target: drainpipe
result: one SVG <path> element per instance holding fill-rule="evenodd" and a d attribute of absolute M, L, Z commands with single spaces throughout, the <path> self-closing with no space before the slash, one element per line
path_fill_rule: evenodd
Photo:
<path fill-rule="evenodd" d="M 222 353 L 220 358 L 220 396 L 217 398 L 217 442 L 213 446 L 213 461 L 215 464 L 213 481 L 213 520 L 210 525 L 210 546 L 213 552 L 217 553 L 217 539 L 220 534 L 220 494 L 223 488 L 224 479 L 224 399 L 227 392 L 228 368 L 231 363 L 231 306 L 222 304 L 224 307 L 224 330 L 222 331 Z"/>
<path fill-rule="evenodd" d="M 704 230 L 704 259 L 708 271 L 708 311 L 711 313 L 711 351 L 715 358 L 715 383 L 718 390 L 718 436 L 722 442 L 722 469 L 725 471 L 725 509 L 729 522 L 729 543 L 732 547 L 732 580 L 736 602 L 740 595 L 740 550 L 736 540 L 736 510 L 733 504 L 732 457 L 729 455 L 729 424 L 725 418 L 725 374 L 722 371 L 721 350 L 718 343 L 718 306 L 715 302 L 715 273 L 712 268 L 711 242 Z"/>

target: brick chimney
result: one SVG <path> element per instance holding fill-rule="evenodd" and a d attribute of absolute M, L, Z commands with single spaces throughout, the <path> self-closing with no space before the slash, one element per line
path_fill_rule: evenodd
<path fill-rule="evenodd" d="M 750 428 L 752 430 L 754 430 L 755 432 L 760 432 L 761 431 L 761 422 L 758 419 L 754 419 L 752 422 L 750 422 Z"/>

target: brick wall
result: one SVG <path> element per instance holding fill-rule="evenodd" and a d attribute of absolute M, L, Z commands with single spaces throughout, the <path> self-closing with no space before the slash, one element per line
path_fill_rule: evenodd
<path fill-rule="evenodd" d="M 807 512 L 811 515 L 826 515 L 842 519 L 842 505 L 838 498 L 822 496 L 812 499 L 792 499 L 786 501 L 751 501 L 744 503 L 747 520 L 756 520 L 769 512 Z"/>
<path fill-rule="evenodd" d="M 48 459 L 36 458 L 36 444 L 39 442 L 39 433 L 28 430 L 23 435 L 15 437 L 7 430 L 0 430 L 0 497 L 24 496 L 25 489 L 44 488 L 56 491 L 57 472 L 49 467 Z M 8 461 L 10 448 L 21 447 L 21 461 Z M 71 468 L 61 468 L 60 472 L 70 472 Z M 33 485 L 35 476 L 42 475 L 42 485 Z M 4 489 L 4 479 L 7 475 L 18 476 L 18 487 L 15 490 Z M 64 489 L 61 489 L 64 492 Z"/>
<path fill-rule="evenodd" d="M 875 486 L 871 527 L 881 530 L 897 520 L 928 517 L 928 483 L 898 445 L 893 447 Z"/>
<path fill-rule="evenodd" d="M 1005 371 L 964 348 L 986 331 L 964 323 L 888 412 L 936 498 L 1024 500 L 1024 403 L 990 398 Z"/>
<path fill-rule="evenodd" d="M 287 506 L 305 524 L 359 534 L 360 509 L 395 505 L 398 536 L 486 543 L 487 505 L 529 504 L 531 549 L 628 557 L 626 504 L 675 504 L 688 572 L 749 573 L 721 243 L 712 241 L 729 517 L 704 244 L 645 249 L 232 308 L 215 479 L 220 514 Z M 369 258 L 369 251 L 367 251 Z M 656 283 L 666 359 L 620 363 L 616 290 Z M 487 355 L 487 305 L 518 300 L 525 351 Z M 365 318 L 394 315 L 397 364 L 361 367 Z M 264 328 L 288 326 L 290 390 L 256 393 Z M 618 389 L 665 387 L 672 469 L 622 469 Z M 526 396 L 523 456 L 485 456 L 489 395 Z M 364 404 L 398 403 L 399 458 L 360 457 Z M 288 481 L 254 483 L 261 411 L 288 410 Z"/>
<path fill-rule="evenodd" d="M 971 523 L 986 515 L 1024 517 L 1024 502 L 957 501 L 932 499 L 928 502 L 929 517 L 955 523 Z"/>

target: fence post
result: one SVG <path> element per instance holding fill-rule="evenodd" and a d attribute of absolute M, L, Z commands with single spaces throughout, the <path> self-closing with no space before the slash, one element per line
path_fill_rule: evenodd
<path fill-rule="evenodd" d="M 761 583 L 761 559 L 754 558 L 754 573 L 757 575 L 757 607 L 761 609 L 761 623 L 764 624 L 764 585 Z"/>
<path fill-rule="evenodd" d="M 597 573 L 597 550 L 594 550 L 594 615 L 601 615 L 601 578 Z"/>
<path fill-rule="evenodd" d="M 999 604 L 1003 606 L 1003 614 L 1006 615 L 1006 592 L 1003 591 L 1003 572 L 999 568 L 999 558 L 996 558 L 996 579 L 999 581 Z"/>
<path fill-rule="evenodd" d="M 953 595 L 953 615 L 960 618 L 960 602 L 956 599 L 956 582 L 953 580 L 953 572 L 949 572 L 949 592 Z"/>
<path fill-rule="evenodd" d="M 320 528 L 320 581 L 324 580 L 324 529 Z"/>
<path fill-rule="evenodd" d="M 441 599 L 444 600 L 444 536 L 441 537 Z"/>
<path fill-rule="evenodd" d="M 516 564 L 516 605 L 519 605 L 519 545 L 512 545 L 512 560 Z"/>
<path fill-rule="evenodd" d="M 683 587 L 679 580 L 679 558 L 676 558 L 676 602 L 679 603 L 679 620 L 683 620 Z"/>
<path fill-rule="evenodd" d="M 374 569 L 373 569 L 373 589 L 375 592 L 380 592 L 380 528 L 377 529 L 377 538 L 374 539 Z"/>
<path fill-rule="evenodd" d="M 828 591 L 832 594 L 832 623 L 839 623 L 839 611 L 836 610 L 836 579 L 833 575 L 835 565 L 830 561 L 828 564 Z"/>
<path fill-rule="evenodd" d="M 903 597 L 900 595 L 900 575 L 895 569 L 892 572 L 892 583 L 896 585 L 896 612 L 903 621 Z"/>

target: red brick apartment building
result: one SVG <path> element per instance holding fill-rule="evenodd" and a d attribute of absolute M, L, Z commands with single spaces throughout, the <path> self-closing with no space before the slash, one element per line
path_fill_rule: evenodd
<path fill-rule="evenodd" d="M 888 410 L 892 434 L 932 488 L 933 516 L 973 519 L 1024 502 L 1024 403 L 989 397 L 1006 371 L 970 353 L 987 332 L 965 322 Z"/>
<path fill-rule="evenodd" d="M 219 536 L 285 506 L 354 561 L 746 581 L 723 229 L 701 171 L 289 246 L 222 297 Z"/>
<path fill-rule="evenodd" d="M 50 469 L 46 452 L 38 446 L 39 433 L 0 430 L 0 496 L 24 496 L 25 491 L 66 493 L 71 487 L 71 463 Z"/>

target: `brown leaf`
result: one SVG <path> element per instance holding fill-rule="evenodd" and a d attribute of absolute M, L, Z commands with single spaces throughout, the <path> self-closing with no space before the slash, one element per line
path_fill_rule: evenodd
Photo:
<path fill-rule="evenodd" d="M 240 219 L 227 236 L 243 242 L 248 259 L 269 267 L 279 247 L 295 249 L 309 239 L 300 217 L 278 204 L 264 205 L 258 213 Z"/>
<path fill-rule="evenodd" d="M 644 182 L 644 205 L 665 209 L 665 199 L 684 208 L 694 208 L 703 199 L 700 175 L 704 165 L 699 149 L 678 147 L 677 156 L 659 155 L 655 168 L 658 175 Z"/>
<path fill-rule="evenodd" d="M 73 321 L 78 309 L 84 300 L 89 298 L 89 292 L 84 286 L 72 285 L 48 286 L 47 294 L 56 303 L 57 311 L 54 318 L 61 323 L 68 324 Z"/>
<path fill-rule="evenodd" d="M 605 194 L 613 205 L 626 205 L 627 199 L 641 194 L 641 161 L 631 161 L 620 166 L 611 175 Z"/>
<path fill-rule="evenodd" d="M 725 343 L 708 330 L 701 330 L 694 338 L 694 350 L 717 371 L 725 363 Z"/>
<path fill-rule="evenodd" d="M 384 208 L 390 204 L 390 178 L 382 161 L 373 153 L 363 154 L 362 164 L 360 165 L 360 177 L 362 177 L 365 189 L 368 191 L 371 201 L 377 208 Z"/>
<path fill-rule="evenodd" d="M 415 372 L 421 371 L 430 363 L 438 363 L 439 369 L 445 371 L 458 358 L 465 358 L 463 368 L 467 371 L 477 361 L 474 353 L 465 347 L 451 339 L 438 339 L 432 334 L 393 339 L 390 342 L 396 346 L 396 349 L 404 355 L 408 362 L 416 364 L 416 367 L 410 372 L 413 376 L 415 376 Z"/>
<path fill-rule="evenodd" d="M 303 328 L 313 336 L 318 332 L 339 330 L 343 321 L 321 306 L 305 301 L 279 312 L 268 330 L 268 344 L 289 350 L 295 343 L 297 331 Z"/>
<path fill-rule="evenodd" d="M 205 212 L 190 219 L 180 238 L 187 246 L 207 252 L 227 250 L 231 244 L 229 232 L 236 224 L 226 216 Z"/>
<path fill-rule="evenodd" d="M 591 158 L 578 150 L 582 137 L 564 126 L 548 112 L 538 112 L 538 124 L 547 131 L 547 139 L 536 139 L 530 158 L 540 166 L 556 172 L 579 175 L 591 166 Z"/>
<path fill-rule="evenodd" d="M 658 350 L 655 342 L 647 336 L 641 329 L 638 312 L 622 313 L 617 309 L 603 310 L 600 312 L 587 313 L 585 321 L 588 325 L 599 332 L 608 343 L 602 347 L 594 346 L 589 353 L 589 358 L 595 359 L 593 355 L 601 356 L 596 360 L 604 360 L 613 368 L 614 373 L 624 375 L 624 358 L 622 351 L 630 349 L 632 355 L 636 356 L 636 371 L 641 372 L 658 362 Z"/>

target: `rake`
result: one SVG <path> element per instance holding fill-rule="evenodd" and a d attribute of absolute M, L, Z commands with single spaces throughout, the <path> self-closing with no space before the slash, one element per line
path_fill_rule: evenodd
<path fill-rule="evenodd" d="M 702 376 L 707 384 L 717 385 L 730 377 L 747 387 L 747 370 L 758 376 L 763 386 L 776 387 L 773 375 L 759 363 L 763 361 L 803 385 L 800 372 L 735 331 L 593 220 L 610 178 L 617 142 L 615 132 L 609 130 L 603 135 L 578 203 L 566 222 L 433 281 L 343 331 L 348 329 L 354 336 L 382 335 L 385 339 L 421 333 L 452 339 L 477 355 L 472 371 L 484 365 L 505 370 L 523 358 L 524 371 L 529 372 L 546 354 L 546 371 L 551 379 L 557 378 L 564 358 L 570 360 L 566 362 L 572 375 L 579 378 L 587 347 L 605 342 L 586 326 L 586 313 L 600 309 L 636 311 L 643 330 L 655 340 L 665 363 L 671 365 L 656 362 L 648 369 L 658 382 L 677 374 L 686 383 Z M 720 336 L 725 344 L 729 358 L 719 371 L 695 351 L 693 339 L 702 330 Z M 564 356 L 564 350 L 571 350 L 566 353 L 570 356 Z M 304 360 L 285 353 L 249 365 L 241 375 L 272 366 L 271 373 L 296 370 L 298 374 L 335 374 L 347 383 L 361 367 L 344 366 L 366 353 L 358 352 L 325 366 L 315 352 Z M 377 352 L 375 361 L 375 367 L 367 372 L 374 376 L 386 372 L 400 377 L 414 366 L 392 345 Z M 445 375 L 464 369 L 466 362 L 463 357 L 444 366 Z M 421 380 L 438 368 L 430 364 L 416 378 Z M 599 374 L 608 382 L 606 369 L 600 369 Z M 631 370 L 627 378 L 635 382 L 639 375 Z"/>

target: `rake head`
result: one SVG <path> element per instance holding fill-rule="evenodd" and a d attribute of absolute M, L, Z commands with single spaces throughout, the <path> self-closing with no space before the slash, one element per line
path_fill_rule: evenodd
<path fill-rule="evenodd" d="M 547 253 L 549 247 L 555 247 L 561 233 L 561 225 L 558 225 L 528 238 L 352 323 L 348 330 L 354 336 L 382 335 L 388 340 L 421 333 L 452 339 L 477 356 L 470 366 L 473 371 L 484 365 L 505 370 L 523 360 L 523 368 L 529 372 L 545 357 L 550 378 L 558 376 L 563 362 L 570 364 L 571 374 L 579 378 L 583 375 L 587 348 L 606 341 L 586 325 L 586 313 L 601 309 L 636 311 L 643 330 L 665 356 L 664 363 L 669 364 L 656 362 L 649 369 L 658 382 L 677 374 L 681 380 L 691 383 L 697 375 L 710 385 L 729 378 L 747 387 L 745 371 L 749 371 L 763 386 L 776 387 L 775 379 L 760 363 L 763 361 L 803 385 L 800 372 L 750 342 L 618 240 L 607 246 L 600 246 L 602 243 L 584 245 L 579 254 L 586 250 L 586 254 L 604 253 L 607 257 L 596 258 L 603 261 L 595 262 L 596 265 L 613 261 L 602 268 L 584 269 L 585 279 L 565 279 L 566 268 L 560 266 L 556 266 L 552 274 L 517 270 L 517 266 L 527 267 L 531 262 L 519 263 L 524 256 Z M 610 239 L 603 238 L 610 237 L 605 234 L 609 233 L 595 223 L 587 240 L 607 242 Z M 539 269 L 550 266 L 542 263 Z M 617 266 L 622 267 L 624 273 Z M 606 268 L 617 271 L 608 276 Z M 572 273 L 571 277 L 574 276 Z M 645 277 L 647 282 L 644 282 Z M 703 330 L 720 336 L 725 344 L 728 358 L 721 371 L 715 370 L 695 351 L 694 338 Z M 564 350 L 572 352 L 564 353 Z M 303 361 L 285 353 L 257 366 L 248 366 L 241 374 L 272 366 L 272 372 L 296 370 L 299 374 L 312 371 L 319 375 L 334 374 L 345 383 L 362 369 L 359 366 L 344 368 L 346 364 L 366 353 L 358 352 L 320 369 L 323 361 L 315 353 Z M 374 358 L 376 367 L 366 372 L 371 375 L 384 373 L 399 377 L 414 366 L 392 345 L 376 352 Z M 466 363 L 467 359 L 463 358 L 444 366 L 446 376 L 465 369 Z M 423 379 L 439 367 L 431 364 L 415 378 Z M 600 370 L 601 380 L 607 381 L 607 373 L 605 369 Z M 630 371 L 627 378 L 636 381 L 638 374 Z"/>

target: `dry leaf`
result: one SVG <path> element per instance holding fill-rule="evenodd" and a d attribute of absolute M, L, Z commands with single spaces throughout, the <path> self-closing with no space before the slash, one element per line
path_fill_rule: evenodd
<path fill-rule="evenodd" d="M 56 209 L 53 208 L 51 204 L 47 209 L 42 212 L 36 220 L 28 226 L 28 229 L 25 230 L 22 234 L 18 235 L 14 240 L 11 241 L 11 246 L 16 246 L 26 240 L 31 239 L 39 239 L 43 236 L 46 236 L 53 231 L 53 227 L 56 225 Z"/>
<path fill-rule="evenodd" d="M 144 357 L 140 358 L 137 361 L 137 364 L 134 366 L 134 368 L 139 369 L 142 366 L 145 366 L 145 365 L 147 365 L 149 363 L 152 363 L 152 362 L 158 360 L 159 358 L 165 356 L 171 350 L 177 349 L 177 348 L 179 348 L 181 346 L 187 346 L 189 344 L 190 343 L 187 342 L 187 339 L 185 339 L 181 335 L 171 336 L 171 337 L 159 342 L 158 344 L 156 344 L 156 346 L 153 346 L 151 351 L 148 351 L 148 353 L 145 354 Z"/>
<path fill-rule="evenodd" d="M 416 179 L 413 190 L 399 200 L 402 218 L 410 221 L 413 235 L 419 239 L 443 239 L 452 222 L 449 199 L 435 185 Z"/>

=== TASK DIRECTIONS ===
Reproduce the lines of the entries above from the one with "target: brick chimney" to the one with "target: brick wall", both included, exactly and without any other line.

=== ANSWER BOX ===
target: brick chimney
result: one SVG <path> element per instance holding fill-rule="evenodd" and a d attribute of absolute M, L, Z commands with single spaces throughout, the <path> self-closing with no space before the slash, one element per line
path_fill_rule: evenodd
<path fill-rule="evenodd" d="M 750 428 L 752 430 L 754 430 L 755 432 L 760 432 L 761 431 L 761 422 L 758 419 L 754 419 L 752 422 L 750 422 Z"/>

target: brick wall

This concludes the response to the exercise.